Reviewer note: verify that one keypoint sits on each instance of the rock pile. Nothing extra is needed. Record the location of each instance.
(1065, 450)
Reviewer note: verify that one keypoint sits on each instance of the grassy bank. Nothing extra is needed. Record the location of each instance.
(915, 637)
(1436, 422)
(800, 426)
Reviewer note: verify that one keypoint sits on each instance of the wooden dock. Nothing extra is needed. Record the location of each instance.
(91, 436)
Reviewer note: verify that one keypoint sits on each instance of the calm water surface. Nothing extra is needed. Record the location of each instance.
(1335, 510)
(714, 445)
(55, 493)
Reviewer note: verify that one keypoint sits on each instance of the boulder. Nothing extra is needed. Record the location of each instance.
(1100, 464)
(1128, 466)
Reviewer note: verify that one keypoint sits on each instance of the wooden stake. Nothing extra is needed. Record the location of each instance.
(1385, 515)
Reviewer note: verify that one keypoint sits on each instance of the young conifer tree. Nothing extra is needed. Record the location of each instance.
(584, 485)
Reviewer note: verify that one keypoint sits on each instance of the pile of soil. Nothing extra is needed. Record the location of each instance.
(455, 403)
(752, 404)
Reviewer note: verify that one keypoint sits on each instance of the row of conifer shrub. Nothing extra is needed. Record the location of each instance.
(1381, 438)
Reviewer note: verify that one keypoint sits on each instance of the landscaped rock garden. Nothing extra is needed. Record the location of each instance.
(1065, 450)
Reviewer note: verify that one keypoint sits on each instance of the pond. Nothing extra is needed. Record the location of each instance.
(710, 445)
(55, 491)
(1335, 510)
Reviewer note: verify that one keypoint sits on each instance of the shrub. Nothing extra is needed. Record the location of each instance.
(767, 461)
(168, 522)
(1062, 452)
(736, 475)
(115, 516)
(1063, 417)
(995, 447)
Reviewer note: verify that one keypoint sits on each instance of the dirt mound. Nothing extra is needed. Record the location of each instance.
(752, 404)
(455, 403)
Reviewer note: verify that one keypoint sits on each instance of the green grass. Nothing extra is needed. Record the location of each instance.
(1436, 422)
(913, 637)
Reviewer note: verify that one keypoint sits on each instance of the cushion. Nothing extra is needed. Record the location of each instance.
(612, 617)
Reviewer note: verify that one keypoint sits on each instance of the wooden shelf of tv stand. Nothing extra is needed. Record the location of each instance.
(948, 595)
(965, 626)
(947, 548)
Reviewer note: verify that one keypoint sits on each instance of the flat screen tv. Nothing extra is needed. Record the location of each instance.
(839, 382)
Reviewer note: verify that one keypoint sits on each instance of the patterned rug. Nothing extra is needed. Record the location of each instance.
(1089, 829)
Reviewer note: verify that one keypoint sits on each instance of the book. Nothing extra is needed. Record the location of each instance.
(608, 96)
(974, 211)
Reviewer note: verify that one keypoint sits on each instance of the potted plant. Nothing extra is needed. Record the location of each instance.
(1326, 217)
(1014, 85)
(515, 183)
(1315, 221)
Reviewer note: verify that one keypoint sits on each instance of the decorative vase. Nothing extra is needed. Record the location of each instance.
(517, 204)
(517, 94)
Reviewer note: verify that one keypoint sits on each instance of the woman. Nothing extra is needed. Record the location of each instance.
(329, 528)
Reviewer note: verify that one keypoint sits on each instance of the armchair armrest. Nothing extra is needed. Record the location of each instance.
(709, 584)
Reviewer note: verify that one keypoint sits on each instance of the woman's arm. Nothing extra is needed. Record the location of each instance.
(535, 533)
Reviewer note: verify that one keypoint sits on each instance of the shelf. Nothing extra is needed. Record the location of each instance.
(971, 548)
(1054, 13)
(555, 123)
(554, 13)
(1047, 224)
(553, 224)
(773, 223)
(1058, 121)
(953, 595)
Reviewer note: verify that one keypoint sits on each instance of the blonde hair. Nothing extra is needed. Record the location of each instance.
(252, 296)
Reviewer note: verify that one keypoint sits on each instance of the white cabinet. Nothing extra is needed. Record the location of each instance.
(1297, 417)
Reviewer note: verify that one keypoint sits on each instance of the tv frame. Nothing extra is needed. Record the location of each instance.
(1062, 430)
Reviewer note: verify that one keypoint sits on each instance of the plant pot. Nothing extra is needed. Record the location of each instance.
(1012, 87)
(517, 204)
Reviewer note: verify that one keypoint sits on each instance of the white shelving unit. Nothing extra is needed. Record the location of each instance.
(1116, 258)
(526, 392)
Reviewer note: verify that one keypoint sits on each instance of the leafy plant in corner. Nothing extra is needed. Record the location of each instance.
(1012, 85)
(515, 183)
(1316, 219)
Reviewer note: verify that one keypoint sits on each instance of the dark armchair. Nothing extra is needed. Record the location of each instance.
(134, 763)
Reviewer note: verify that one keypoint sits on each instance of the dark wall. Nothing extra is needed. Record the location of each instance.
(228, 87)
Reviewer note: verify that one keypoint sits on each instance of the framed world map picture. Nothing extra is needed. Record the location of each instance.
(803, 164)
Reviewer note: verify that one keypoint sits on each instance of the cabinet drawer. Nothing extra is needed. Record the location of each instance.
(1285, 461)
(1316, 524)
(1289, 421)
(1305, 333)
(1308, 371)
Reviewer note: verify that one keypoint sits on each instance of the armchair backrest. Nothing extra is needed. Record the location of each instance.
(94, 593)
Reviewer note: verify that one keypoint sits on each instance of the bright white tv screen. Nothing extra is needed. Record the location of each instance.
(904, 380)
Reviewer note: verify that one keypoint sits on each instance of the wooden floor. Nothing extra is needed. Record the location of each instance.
-.-.-
▸ **Set exercise**: Nothing in the data may differ; print all of it exactly as written.

▸ **Solution for this problem**:
Reviewer note: verify that one keypoint sits on each instance of the rock pile. Nothing extra is needed. Record the location of each instance.
(1065, 450)
Reviewer note: verify that one keypoint sits on each instance of the grassy bank. Nothing extra is needed. Record the location of each instance.
(915, 637)
(1436, 422)
(800, 426)
Reviewer note: verify that one keypoint sits on each instance of the wooden dock. Nothing extra is needed. Record the location of each instance.
(91, 436)
Reviewer note: verify that one keypoint sits on each instance of the calm water surface. Nothing extra is needed. Record the location of each instance.
(1335, 510)
(714, 445)
(55, 493)
Reviewer note: verify that one keypoint sits on each instance of the boulder. Nothing extra is needed. Record the location of each instance.
(1100, 464)
(1128, 466)
Reviewer note: verify that one keypoint sits on each instance of the wooden stake. Nothing extra is needed. Record the location of each instance.
(1385, 515)
Reviewer note: verify that one keypoint sits on each instance of the young conifer tree. Nothing extra is needed. Record the location of each instance.
(584, 485)
Reviewer note: verify that one keypoint sits on each instance of the pile of soil. Nothing extra is needed. Record the location of each instance.
(455, 403)
(752, 404)
Reviewer note: verify that one keypoint sits on each instance of the row of conifer shrub. Nothing extra is needed. Record the location of each instance.
(1381, 438)
Reviewer note: verify that one keypoint sits on each instance of the landscaped rock garden. Nothing extra is needed. Record the location of each instance.
(1065, 450)
Reviewer note: verify that one keypoint sits on each instance of the pond. Nothing extra is needed. Record the location of each instance.
(710, 445)
(55, 491)
(1335, 510)
Reviewer note: verify that one keypoint sits on each instance of the shrub. Nothing extra is needed. Record the location of each instance.
(767, 461)
(168, 522)
(1062, 452)
(736, 475)
(115, 516)
(1063, 417)
(995, 447)
Reviewer note: verify that one keypoint sits on each instance of the dirt mound. Nothing extra is needed. Record the location of each instance.
(752, 404)
(455, 403)
Reviewer note: verify that one keypoint sits on each instance of the green grass. Nothing extra is needed. Record the location of each instance.
(1436, 422)
(913, 637)
Reviewer note: verify that one keypoint sits on each instance of the cushion. Nothing extra is needed. Record the location of each instance.
(612, 617)
Reviewer note: verify that one keypoint sits on each instance of the wooden shelf of tv stand. Nothing extra is needed. Record the location of each instance.
(948, 595)
(965, 626)
(947, 548)
Reviewer note: verify that one keypoint sits on each instance of the flat screen tv. Nothing extra is needed. Record the location of each instance.
(839, 382)
Reviewer note: verify that one keypoint sits on each instance of the patterned rug. Nothing extra is needed. Record the location of each instance.
(1089, 829)
Reviewer note: verify that one keypoint sits on each instance of the book. Nothing extra is needed. Record the location of each instance.
(608, 96)
(974, 211)
Reviewer note: verify that one keypoint sits on each instance of the potted plant. Nothing extra is needed. Record the location of each instance.
(1326, 217)
(1014, 85)
(515, 183)
(1315, 221)
Reviewer note: verify that one keypoint sits on each instance of the decorative vase. Nothing extra is needed. Record the location of each instance.
(517, 204)
(517, 94)
Reviewer note: verify that one keypoint sits on each instance of the woman. Nothing extra is needed. Record the location of each instance.
(329, 528)
Reviewer note: verify that one keypoint sits on each instance of the armchair armrest. Nothing extra is needed. Record the location of each instance.
(709, 584)
Reviewer note: verify that one keypoint sits on each instance of the woman's arm. Nothing extra is needed. Record the location of each instance.
(535, 533)
Reviewer note: verify that one keypoint sits on each instance of the shelf. Nothing extra is needed. Record the location of each instance.
(971, 548)
(1054, 13)
(555, 123)
(554, 13)
(1047, 224)
(553, 224)
(773, 223)
(1058, 121)
(953, 595)
Reviewer note: verify that one keypoint sits on each instance of the blonde hair. Nothing extra is needed. Record the location of each instance.
(252, 296)
Reviewer note: verify that one keypoint sits on each instance of the white cabinet. Nothing extra is needed. Record the location of each instance.
(1297, 417)
Reviewer note: verify that one keypoint sits on each instance of the tv frame. Nothing extra is needed. Record the location of each instance.
(1062, 430)
Reviewer note: verify that one keypoint sits on each instance of the plant pot. Nothing extra is needed. Record the location of each instance.
(1012, 87)
(517, 204)
Reviewer note: verify that one keypoint sits on each instance of the white shelving unit. Nothing extra is needed. Record the location of each instance.
(1116, 258)
(526, 392)
Reviewer note: verify that one keypoint sits on each instance of the leafy plant in corner. Nothing extra is needed. Record the location of each instance.
(1012, 85)
(515, 183)
(1316, 219)
Reviewer note: verify that one keypoint sits on each instance of the dark armchair. Nothing extra is needed. Record the location of each instance.
(134, 763)
Reviewer note: verify that one keypoint sits on each instance of the dark wall. Nothing extra is needed. Record the location of each instance.
(228, 87)
Reviewer note: verify that one keypoint sits on each instance of the framed world map picture. Nothing extra is needed. Record the location of each instance.
(803, 164)
Reviewer note: verify that one keypoint sits on each instance of the cabinet drawer. Nothing extra is needed. Record the location of each instance.
(1285, 461)
(1316, 524)
(1289, 421)
(1305, 333)
(1308, 371)
Reviewer note: verify that one keypoint sits on each instance of the armchair backrest. Nothing extra is needed. Record the location of each instance.
(94, 593)
Reviewer note: verify that one keypoint sits on each instance of the bright white tv screen. Nothing extra is needed. Record the location of each instance.
(904, 380)
Reviewer note: verify that one keypoint sits on each instance of the wooden floor. Nothing extra is needed. Record the location of each instance.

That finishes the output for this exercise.